▶ [Problem description]:
Quote the records word for word, from their first line through the line containing "point(20, 92)", including that line.
+++ Given data
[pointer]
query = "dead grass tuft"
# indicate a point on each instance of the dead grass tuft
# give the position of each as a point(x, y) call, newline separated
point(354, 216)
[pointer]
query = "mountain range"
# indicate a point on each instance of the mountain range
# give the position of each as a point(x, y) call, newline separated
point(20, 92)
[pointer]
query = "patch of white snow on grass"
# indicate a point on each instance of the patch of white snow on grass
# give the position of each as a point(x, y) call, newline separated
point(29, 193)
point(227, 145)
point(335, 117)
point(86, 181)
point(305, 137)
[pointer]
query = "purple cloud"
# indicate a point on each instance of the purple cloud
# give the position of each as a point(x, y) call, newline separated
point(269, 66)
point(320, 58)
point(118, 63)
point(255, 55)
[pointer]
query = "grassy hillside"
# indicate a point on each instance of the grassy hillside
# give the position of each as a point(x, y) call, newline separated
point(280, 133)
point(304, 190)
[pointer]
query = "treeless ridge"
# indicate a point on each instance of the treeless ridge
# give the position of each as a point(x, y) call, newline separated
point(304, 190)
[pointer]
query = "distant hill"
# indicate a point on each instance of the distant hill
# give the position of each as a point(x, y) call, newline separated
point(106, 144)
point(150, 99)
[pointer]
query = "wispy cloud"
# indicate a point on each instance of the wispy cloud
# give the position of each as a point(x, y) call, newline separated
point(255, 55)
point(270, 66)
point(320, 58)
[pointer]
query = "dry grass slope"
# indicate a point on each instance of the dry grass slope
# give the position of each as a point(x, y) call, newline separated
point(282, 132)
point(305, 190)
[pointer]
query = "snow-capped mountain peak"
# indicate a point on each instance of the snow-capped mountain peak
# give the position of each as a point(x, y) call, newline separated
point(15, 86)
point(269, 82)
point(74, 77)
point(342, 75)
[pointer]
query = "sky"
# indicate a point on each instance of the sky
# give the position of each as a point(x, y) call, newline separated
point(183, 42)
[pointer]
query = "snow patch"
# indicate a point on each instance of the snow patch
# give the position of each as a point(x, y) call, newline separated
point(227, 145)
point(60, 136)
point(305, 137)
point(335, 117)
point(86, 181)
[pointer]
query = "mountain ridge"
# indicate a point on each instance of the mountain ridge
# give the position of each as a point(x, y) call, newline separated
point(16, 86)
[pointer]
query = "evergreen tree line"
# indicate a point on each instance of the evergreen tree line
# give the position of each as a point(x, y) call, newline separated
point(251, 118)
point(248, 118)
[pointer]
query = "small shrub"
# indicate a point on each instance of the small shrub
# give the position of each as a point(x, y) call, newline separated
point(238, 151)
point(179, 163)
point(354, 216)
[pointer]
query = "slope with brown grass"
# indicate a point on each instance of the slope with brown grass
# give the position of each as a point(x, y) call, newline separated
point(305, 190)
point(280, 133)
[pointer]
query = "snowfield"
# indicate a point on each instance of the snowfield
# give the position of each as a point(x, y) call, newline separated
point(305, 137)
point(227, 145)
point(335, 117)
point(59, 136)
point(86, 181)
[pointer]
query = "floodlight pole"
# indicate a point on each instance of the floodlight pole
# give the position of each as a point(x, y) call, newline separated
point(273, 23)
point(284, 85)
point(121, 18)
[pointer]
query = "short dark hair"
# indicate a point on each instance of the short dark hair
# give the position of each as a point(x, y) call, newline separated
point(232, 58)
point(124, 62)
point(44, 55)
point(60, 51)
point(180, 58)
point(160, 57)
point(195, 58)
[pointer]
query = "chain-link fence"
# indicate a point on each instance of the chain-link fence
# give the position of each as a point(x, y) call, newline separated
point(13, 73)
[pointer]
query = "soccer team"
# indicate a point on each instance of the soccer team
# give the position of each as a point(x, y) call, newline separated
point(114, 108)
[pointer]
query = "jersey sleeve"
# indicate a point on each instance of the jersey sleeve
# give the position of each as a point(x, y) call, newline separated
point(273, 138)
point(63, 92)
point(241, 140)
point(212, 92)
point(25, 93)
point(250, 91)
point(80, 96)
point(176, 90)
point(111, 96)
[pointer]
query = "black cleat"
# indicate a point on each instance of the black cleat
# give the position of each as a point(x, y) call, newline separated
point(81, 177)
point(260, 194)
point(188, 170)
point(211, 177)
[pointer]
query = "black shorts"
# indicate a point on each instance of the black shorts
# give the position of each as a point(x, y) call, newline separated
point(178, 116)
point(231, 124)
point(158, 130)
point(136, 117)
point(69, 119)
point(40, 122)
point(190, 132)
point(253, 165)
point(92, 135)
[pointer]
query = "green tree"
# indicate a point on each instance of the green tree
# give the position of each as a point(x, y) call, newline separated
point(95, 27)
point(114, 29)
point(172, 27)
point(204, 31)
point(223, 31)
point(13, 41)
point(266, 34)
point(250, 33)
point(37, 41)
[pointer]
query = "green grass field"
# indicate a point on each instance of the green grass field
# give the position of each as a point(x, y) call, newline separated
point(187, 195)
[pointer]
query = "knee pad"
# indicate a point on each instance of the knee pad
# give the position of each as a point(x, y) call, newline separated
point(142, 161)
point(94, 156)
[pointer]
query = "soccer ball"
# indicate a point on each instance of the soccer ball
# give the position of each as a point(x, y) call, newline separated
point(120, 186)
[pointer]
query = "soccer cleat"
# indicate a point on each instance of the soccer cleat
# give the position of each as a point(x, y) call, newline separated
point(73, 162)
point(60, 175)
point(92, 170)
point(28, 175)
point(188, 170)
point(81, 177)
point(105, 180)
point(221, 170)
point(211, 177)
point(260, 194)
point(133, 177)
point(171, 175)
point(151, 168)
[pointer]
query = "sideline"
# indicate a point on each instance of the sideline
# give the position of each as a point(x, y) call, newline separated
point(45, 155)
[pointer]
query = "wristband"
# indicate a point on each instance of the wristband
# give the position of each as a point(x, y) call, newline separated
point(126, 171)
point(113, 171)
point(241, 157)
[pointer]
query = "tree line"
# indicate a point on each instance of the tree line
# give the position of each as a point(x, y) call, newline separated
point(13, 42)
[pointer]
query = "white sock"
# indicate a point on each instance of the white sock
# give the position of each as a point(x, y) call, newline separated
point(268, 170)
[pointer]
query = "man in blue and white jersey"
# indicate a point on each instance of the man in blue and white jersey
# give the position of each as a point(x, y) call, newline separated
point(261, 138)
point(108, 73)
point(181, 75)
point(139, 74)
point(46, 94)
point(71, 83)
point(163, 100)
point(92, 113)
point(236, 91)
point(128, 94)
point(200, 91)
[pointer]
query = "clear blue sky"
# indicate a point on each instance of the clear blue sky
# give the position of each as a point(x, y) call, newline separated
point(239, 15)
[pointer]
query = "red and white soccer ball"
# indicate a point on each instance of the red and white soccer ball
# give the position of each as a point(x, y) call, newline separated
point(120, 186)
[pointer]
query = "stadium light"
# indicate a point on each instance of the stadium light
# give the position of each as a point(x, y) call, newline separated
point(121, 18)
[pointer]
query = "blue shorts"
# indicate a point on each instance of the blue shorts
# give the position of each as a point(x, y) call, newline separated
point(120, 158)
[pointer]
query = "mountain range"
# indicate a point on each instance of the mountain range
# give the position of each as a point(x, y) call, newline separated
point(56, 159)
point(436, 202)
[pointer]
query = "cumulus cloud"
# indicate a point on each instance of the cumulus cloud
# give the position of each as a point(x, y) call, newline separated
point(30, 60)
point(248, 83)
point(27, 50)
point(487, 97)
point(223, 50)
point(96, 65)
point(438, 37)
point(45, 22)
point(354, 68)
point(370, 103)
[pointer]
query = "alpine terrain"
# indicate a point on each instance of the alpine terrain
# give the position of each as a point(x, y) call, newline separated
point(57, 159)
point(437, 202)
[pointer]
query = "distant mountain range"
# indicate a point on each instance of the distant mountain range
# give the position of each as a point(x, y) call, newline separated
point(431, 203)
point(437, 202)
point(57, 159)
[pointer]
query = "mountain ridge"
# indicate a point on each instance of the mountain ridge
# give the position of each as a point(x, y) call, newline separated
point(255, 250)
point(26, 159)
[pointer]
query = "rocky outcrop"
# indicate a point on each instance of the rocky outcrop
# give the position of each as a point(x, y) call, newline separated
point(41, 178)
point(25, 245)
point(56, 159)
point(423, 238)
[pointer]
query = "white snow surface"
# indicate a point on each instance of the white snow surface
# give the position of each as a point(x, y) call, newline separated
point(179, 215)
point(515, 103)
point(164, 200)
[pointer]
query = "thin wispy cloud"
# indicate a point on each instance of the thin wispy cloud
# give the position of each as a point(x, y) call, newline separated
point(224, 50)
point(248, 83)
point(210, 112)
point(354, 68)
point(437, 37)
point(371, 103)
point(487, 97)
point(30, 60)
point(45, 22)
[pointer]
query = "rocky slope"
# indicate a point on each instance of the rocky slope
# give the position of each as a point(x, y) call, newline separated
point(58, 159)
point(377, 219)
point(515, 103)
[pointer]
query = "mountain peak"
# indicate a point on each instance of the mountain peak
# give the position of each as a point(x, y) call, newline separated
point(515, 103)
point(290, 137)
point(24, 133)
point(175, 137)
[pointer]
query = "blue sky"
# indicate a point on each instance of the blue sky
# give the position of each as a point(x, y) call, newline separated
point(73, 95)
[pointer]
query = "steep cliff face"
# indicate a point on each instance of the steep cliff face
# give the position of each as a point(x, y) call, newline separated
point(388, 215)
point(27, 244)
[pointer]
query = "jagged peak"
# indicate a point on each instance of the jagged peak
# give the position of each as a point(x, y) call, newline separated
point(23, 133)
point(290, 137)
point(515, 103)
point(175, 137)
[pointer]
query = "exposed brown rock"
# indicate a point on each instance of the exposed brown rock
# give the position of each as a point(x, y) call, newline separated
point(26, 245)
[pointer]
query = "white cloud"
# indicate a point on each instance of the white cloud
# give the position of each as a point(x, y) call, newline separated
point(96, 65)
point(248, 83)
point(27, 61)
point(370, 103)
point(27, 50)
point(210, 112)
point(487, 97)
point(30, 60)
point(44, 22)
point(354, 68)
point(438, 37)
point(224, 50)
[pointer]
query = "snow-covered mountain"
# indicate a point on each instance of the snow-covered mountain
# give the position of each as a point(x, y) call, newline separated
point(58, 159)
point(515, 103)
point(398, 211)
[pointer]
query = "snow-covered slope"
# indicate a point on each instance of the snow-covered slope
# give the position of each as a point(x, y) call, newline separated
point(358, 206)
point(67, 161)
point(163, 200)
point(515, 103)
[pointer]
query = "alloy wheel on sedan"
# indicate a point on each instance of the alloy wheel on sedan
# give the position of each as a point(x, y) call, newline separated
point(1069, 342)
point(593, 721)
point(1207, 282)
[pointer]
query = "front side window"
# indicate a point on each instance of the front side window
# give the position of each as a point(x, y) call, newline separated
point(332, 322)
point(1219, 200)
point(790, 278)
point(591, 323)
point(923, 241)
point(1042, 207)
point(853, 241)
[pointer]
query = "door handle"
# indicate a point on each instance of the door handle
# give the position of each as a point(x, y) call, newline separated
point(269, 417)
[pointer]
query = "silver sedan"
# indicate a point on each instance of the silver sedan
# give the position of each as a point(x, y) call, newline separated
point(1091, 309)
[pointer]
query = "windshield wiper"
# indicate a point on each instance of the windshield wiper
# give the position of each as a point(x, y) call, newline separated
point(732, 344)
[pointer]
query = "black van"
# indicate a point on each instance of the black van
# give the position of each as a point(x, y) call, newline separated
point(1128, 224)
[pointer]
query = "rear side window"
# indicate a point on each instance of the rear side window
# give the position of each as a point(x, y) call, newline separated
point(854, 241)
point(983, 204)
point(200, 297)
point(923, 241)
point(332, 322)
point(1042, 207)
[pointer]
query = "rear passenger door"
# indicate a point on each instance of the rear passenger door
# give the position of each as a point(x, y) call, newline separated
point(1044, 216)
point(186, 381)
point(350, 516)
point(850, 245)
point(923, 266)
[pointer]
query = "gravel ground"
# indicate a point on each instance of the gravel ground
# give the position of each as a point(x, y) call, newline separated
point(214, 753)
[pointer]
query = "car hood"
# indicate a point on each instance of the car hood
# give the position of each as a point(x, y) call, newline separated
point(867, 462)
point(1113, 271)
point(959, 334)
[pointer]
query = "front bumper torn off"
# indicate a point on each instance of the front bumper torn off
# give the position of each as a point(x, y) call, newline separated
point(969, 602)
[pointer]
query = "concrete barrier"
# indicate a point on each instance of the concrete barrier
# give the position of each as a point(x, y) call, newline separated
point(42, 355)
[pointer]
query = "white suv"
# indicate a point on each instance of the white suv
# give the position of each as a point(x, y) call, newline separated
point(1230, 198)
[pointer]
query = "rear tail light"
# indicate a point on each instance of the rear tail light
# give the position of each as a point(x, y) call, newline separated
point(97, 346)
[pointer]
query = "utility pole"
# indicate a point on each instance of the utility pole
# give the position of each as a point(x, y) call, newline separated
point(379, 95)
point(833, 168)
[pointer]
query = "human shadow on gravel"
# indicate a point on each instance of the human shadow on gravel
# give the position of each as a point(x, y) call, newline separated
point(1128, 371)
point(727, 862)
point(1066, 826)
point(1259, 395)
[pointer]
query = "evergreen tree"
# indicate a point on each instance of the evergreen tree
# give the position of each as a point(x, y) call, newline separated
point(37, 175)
++++++
▶ [Solution to the exercise]:
[pointer]
query = "dead grass tuft"
# indicate a point on each instance of the dead grass tuft
# give the position of each as a point(x, y) call, newline separated
point(354, 216)
[pointer]
query = "mountain range"
# indicate a point on each instance of the mountain range
# give the position of each as a point(x, y) call, newline separated
point(20, 92)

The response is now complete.